- _Aufgaben_:
a – Fassen Sie den Textauszug in zwei Sätzen zusammen.
b – Mit welchem Ergebnis gewann der UHC laut Textauszug am Sonntag gegen den TSV Mannheim?
c – Schreiben Sie aus dem Textauszug wortgetreu den Abschnitt ab, der mit „TIM SCHWIEREN: In“ beginnt und mit „richtigen Zeitpunkt, oder?“ endet.

- _Textauszug_:

In der ersten Saisonhälfte der 1. Bundesliga mischten die Herren des UHC Hamburg als Tabellendritter zeitweise ganz oben mit. Davon ist mittlerweile nicht mehr viel geblieben. Als Ligasiebter haben die Hanseaten gerade noch drei Punkte Vorsprung auf die Plätze der Abstiegsrunde. Der jüngste 4:3-Heimerfolg über den TSV Mannheim stoppte am Sonntag einen Negativlauf des UHC, der in den ersten vier Partien des Jahres lediglich einen einzigen Punkt gesammelt hatte, darunter am Samstag ein 2:3 gegen den Mannheimer HC. DHZ-Mitarbeiter Julius Hayner sprach mit UHC-Kapitän Tim Schwieren (25) über den wechselvollen Saisonverlauf des Hamburger Teams und die Gründe dafür.

Herr Schwieren, nach diesem Wochenende mit zwei ganz unterschiedlichen Spielen und Ergebnissen, welche Emotion ist da gerade vorherrschend beim Kapitän der UHC-Herren?

TIM SCHWIEREN: In erster Linie Erleichterung. Der Start in die Rückrunde war alles andere als optimal für uns. Jahresübergreifend haben wir seit sechs Spielen nicht gewonnen, das hat sich allmählich in den Köpfen festgesetzt. Nach der bitteren Niederlage am Samstag, wo wir ein gutes Spiel durch individuelle Fehler an die Wand fahren, war es umso wichtiger. Die Freude über den Sieg am Sonntag überwiegt jetzt in der Nachbetrachtung.

 

Der Sieg gegen den TSV kam zum genau richtigen Zeitpunkt, oder?

Ja, auf jeden Fall. Am Samstag wurde ich von unseren eigenen Kommentatoren schon darauf angesprochen, ob man jetzt wohl allmählich nach unten gucken müsse. Das konnte ich dann in dem Moment auch nicht leugnen. Wenn man selbst auf der Stelle tritt, die Mannschaften unter dir immer wieder punkten, man selbst dann in München zum Beispiel null Punkte holt, dann ist man gegen den TSV schon zum Siegen verdammt gewesen. Das hat geklappt, darüber sind wir sehr froh.

- _Gespeicherte Zeilen_:
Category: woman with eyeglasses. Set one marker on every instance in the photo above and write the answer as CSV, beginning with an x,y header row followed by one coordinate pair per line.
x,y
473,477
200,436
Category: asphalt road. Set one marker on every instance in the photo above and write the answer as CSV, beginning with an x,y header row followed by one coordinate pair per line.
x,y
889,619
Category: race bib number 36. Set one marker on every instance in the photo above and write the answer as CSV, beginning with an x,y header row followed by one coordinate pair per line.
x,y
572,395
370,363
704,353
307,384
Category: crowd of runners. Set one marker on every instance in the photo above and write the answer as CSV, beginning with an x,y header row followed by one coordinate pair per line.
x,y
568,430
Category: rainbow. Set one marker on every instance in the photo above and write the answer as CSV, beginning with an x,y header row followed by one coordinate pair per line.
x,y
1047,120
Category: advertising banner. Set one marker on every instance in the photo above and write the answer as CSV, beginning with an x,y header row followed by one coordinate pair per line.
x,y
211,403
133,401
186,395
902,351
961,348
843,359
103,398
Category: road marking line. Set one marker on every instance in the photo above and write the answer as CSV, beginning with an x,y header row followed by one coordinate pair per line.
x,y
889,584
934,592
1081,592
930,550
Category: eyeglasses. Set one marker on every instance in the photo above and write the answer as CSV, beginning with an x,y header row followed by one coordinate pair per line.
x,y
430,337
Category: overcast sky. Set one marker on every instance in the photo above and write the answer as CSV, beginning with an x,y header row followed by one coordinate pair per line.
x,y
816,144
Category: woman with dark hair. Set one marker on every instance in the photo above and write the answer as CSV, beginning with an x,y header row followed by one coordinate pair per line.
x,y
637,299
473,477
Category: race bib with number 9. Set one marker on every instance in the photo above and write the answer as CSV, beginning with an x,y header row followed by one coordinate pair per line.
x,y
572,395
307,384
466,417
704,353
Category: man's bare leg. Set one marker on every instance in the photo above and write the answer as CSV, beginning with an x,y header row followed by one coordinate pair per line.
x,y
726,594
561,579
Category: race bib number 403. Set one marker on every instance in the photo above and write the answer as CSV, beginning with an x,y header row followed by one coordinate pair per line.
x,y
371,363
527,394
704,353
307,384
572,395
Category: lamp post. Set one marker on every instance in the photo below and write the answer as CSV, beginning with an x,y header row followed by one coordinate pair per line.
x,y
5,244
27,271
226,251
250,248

- _Antworten je Aufgabe_:
a – Die Herren des UHC Hamburg waren in der ersten Saisonhälfte zeitweise Tabellendritter, haben als Ligasiebter aber nur noch drei Punkte Vorsprung auf die Plätze der Abstiegsrunde. Nach einem 2:3 gegen den Mannheimer HC am Samstag beendete ein 4:3-Heimsieg über den TSV Mannheim am Sonntag eine Negativserie, und Kapitän Tim Schwieren empfindet vor allem Erleichterung.

b – Mit 4:3.

c –
TIM SCHWIEREN: In erster Linie Erleichterung. Der Start in die Rückrunde war alles andere als optimal für uns. Jahresübergreifend haben wir seit sechs Spielen nicht gewonnen, das hat sich allmählich in den Köpfen festgesetzt. Nach der bitteren Niederlage am Samstag, wo wir ein gutes Spiel durch individuelle Fehler an die Wand fahren, war es umso wichtiger. Die Freude über den Sieg am Sonntag überwiegt jetzt in der Nachbetrachtung.

 

Der Sieg gegen den TSV kam zum genau richtigen Zeitpunkt, oder?